SUPPLIED TEXT:

|---|

Aging and neurodegeneration are associated with changes in brain tissue at the molecular level, affecting its organization, density, and composition. These changes can be detected using quantitative MRI (qMRI), which provides physical measures that are sensitive to structural alterations. However, a major challenge in brain research is to relate physical estimates to their underlying biological sources. In this talk, I will discuss the community's efforts to use qMRI to identify biological processes that underlie changes in brain tissue. Specifically, I will highlight approaches for differentiating between changes in the concentration and composition of myelin and iron during aging. By exploring the molecular landscape of the aging and neurodegenerative brain using qMRI, we aim to gain a better understanding of these processes and potentially provide new metrics for evaluating them.

|---|

TASK LIST:
1 – In the abstract, rewrite the stretch from "Aging and neurodegeneration" through "for evaluating them.", putting "lipid" in place of "myelin".
2 – Render this sentence from the abstract in Spanish: "However, a major challenge in brain research is to relate physical estimates to their underlying biological sources."
3 – Summarize the abstract in two sentences.

|---|

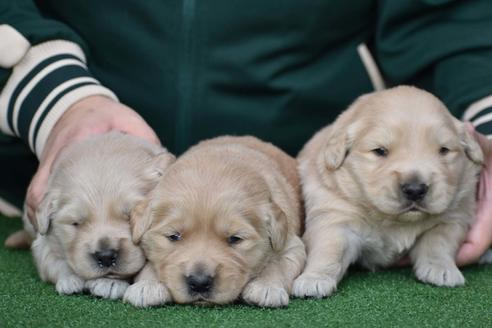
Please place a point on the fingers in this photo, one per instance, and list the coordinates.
(479, 237)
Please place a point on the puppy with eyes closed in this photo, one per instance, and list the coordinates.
(83, 239)
(395, 174)
(223, 223)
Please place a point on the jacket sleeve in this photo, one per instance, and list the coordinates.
(444, 46)
(42, 72)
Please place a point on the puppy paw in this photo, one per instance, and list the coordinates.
(313, 285)
(146, 293)
(263, 294)
(107, 288)
(447, 275)
(70, 285)
(486, 257)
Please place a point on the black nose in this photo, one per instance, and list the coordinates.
(414, 191)
(199, 283)
(106, 258)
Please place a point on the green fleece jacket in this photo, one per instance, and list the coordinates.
(276, 69)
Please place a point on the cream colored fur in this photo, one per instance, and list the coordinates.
(223, 187)
(355, 209)
(90, 194)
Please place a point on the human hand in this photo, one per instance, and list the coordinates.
(90, 116)
(479, 236)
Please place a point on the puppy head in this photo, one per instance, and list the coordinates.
(85, 213)
(406, 155)
(207, 241)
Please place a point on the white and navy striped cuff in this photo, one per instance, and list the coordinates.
(480, 115)
(50, 78)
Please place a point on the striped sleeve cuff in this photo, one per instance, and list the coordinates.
(480, 115)
(50, 78)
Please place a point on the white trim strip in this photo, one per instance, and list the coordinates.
(371, 67)
(53, 94)
(61, 107)
(476, 107)
(13, 46)
(32, 84)
(31, 59)
(8, 209)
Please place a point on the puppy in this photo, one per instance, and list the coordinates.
(83, 222)
(394, 175)
(223, 222)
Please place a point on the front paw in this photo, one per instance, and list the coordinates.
(70, 285)
(313, 285)
(440, 274)
(107, 288)
(259, 293)
(146, 293)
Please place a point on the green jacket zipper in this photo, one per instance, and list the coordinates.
(185, 76)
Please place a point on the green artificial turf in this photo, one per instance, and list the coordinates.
(364, 299)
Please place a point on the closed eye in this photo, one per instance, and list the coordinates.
(174, 237)
(443, 151)
(233, 240)
(380, 151)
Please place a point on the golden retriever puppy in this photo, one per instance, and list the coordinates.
(83, 222)
(394, 175)
(223, 222)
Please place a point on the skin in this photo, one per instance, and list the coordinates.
(97, 115)
(90, 116)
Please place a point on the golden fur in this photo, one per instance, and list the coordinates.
(228, 210)
(86, 211)
(355, 174)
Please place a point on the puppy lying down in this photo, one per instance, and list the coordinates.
(394, 175)
(223, 222)
(83, 222)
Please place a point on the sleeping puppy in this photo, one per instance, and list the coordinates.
(223, 222)
(394, 175)
(83, 222)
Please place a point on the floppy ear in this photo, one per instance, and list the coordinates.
(470, 145)
(276, 225)
(45, 212)
(342, 134)
(159, 165)
(140, 220)
(337, 149)
(162, 161)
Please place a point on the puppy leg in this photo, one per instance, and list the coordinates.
(433, 255)
(331, 249)
(55, 269)
(272, 287)
(147, 290)
(107, 288)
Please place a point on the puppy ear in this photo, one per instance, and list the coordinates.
(471, 146)
(276, 225)
(337, 149)
(342, 134)
(155, 170)
(46, 211)
(162, 161)
(140, 220)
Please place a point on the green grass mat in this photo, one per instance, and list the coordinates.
(364, 299)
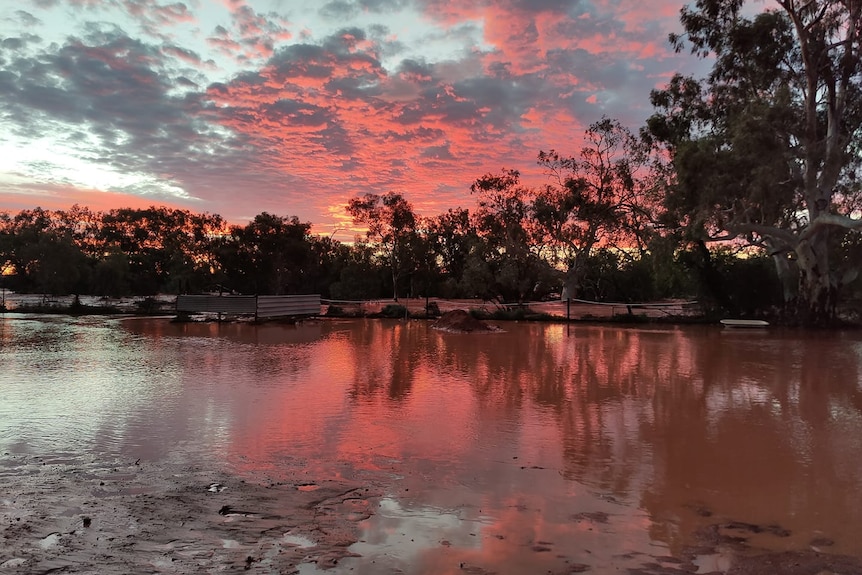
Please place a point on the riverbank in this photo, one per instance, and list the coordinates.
(71, 515)
(671, 312)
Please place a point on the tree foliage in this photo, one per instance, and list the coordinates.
(598, 198)
(765, 147)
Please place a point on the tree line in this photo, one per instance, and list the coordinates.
(760, 159)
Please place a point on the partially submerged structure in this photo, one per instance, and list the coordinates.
(262, 307)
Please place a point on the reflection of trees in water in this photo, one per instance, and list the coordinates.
(750, 425)
(757, 431)
(747, 425)
(388, 355)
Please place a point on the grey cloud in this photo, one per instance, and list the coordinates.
(26, 18)
(339, 9)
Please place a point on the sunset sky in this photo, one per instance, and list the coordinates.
(237, 107)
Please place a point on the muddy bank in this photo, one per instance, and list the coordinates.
(75, 516)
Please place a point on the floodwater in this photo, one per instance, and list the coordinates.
(509, 451)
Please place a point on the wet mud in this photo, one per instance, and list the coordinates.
(69, 515)
(65, 516)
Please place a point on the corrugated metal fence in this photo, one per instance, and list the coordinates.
(262, 307)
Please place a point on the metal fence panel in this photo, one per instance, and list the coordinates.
(288, 305)
(234, 304)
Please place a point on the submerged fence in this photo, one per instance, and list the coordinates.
(261, 307)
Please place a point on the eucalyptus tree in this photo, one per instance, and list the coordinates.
(391, 225)
(512, 250)
(43, 254)
(451, 239)
(597, 199)
(269, 255)
(766, 147)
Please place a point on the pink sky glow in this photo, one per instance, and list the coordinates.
(244, 106)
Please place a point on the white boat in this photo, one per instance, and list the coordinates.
(744, 323)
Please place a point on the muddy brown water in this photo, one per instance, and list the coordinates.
(541, 448)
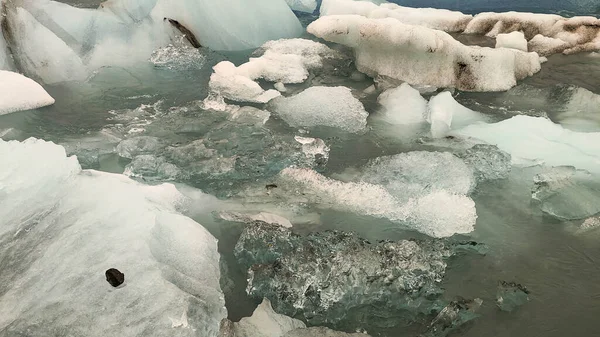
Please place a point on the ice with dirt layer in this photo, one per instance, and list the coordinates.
(418, 173)
(334, 107)
(488, 162)
(61, 228)
(437, 214)
(339, 278)
(567, 193)
(446, 114)
(514, 40)
(537, 140)
(403, 105)
(424, 56)
(440, 19)
(552, 33)
(18, 92)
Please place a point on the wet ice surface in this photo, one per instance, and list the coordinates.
(148, 122)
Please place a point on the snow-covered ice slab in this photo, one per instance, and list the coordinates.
(18, 92)
(536, 140)
(61, 228)
(441, 19)
(547, 33)
(424, 56)
(323, 106)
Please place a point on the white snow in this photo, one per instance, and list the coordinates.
(570, 35)
(402, 105)
(322, 106)
(18, 92)
(536, 140)
(434, 18)
(514, 40)
(307, 6)
(437, 214)
(445, 114)
(423, 56)
(65, 227)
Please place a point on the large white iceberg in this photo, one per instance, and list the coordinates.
(434, 18)
(548, 33)
(536, 140)
(419, 55)
(62, 228)
(18, 92)
(125, 32)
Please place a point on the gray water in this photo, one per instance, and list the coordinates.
(559, 265)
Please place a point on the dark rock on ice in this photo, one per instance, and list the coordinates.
(114, 277)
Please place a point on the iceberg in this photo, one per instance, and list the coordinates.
(424, 56)
(322, 106)
(536, 140)
(63, 227)
(440, 19)
(18, 92)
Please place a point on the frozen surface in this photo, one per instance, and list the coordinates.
(18, 92)
(323, 106)
(566, 193)
(434, 18)
(536, 140)
(402, 105)
(322, 275)
(514, 40)
(61, 228)
(423, 56)
(567, 35)
(445, 114)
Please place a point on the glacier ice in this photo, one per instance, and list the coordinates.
(402, 105)
(322, 106)
(339, 278)
(440, 19)
(62, 227)
(18, 92)
(514, 40)
(423, 56)
(536, 140)
(569, 35)
(566, 193)
(445, 114)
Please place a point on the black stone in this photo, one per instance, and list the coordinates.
(115, 277)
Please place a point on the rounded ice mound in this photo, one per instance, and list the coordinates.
(402, 105)
(322, 106)
(424, 56)
(18, 92)
(417, 173)
(65, 227)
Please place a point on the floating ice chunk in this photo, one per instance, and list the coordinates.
(323, 106)
(40, 52)
(538, 140)
(566, 193)
(548, 33)
(514, 40)
(307, 6)
(229, 84)
(131, 147)
(441, 19)
(445, 114)
(418, 173)
(488, 162)
(438, 214)
(423, 56)
(71, 225)
(402, 105)
(18, 92)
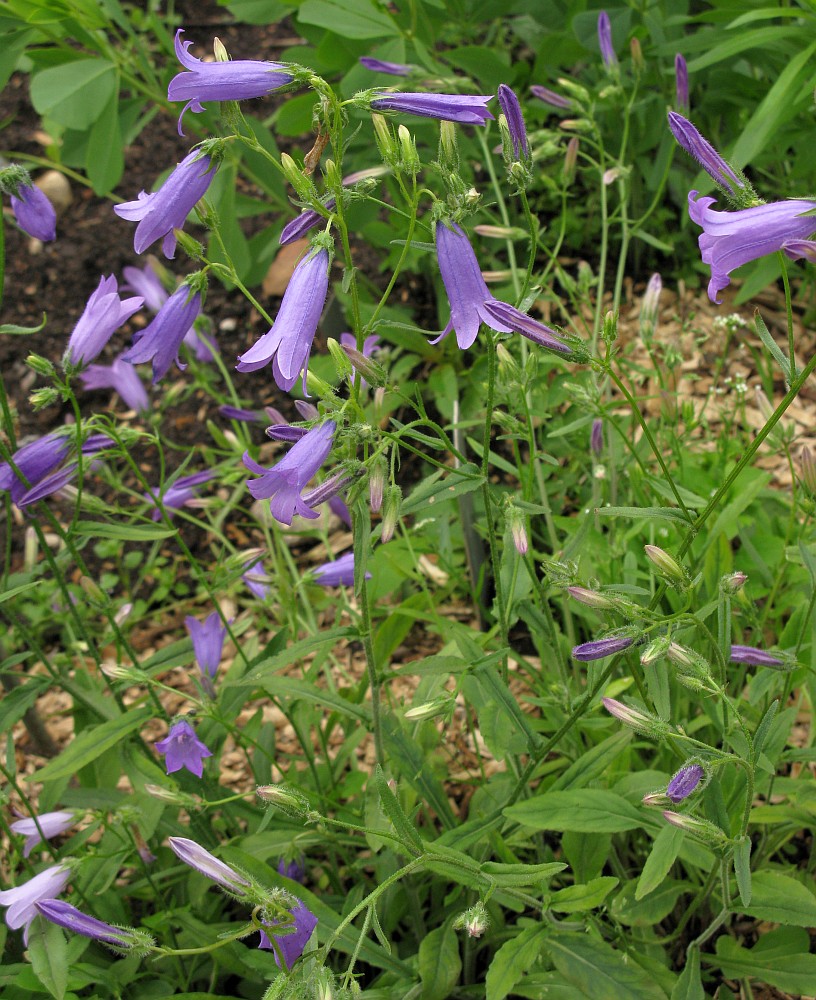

|---|

RESULTS:
1 –
Aging and neurodegeneration are associated with changes in brain tissue at the molecular level, affecting its organization, density, and composition. These changes can be detected using quantitative MRI (qMRI), which provides physical measures that are sensitive to structural alterations. However, a major challenge in brain research is to relate physical estimates to their underlying biological sources. In this talk, I will discuss the community's efforts to use qMRI to identify biological processes that underlie changes in brain tissue. Specifically, I will highlight approaches for differentiating between changes in the concentration and composition of lipid and iron during aging. By exploring the molecular landscape of the aging and neurodegenerative brain using qMRI, we aim to gain a better understanding of these processes and potentially provide new metrics for evaluating them.

2 – Sin embargo, un desafío importante en la investigación del cerebro es relacionar las estimaciones físicas con sus fuentes biológicas subyacentes.

3 – Aging and neurodegeneration change brain tissue at the molecular level, and quantitative MRI (qMRI) can detect these changes, though relating its physical estimates to their biological sources is a major challenge. The talk covers efforts to use qMRI to identify the underlying biological processes, highlighting approaches for differentiating between changes in the concentration and composition of myelin and iron during aging.